DIRECTIONS: Give again, word for word, every line in the entries below from the line with "soil and give integer pixel coordinates." up to and including the line with "twig and give integer pixel coordinates.", and no other line.
-- DATA EXTRACTS follows --
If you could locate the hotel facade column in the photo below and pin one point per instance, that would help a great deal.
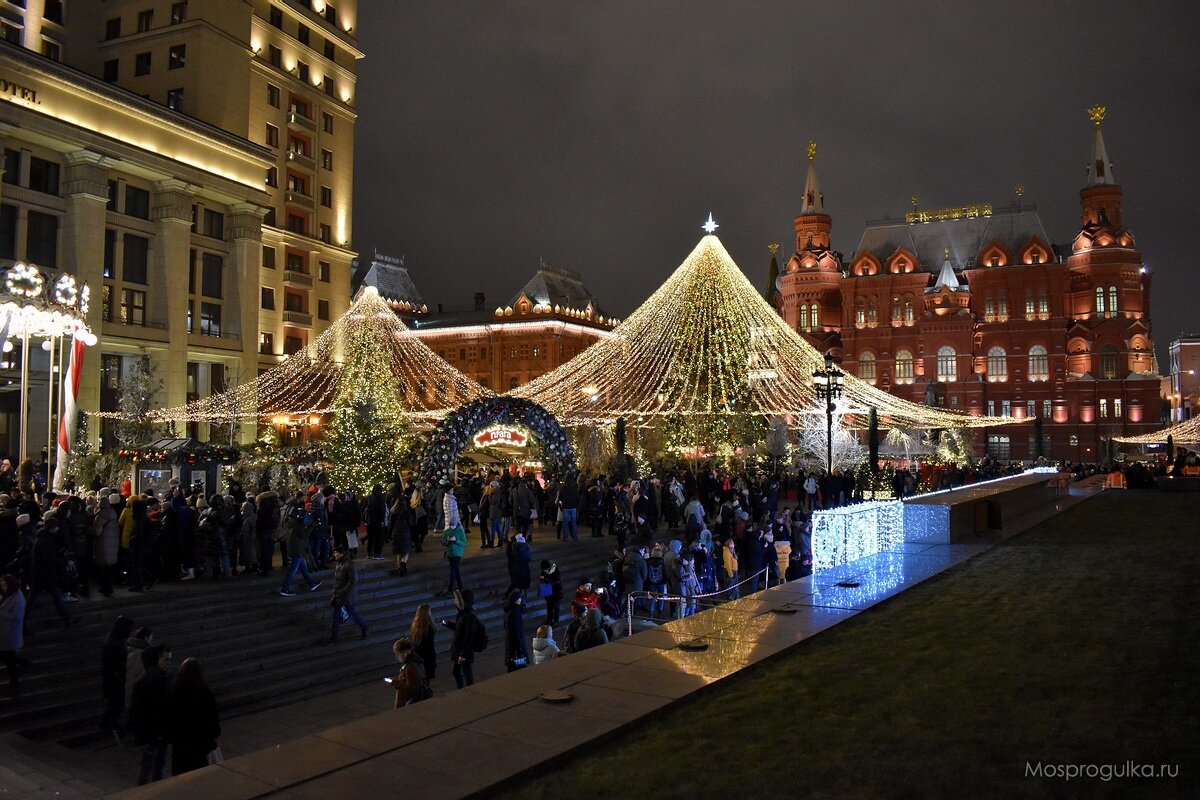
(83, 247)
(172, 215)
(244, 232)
-- DATA EXTRACTS concluded --
-- DATA EXTRACTS follows --
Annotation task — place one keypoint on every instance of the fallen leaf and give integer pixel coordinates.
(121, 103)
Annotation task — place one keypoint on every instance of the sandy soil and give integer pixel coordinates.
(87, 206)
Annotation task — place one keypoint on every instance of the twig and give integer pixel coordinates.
-- DATA EXTRACTS concluded --
-- DATA EXTRACTS follows --
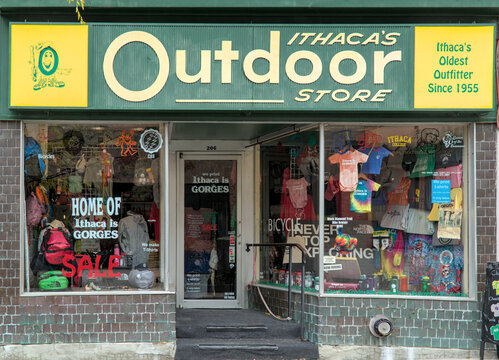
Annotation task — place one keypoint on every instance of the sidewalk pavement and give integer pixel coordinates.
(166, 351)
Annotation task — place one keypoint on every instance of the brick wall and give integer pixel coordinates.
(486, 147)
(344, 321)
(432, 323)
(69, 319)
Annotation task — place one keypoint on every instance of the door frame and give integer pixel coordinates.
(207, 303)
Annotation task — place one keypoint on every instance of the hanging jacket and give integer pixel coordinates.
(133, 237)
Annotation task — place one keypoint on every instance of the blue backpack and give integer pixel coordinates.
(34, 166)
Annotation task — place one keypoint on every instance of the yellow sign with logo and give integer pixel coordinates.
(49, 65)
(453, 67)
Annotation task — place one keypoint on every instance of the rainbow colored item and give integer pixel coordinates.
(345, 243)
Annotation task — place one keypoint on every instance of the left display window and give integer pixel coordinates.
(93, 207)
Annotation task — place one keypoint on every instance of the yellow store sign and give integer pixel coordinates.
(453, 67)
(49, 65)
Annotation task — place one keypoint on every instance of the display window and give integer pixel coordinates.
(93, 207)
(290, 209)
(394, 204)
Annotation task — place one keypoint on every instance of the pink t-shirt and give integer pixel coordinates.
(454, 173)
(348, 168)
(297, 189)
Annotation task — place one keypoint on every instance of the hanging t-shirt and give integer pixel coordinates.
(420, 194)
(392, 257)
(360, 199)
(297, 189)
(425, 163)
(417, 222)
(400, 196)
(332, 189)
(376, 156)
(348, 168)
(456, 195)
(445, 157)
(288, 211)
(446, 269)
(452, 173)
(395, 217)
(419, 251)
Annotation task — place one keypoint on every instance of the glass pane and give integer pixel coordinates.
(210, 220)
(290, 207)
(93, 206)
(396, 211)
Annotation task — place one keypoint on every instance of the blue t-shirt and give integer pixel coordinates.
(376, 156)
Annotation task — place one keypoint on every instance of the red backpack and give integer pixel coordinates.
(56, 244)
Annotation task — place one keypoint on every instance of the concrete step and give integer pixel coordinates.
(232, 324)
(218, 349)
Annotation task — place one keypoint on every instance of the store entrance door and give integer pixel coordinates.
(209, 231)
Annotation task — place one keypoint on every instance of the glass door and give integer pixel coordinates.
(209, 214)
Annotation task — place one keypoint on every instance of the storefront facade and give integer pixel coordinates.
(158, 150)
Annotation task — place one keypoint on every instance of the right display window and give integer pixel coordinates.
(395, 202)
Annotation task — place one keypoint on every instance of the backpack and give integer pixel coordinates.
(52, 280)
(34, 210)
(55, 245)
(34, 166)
-- DATA EXTRACTS concluded --
THE ANSWER:
Annotation task — place one keypoint on every instance of the sandy soil and give integer pixel coordinates.
(87, 206)
Annotation task — place one keypoint on every instance of the twig and give integer pixel coordinates.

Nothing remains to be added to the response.